I’m a huge fan of iNaturalist, a phone application used to document biological observations. So when Jasmine, Jhonny, and I were invited to a bioblitz planning meeting, I was obviously excited to talk about the app.
A bioblitz is an event where the local community is invited to help survey plants, animals, and fungi in the project area. Project can vary in their area, some are limited to recreation areas, some to states, or even by taxa (birds, mammals, herps, fungi, etc.).
I love this because it not only encourages people to enjoy nature, but enables them to participate in citizen science and community conservation. When observations are recorded using iNat, they can be confirmed by others (typically professionals with the appropriate identification skills), and become research grade, meaning they can be used in actual scientific literature.

= = = = = = =

Exercise instructions —
1. In the bioblitz passage, what does it mean when an iNaturalist observation becomes research grade?
2. Carry on the bioblitz passage about iNaturalist, picking up right after its final sentence.

Records from a data source —
= = = = = = =

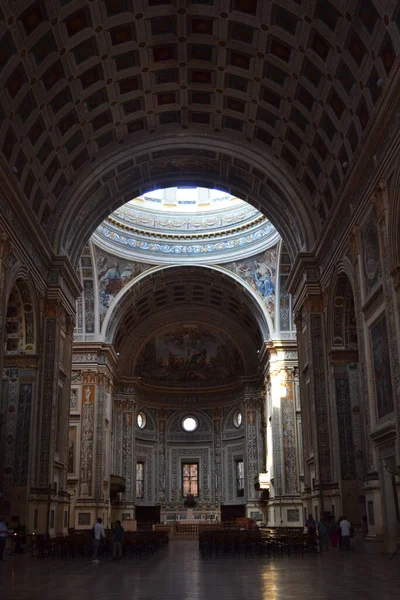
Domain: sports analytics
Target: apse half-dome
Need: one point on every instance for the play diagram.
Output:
(189, 353)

= = = = = = =

Answers to the exercises —
1. It means the observation can be used in actual scientific literature.

2.
All you need to participate in the Cape Perpetua bioblitz is something to take pictures with, an iNaturalist account, and a sense of scientific adventure.
Apart from getting people out, bioblitzing is a way for people to become interested in nature. Once people start identifying critters, they start talking about their experiences. Since most people aren’t as lucky as us, as they don’t have many field opportunities, it’s sometimes difficult to explain the importance of rare animals.
My main professional goal is to improve human-wildlife relationships. By encouraging people to survey, they become field researchers, and most importantly they become invested in their ecosystems.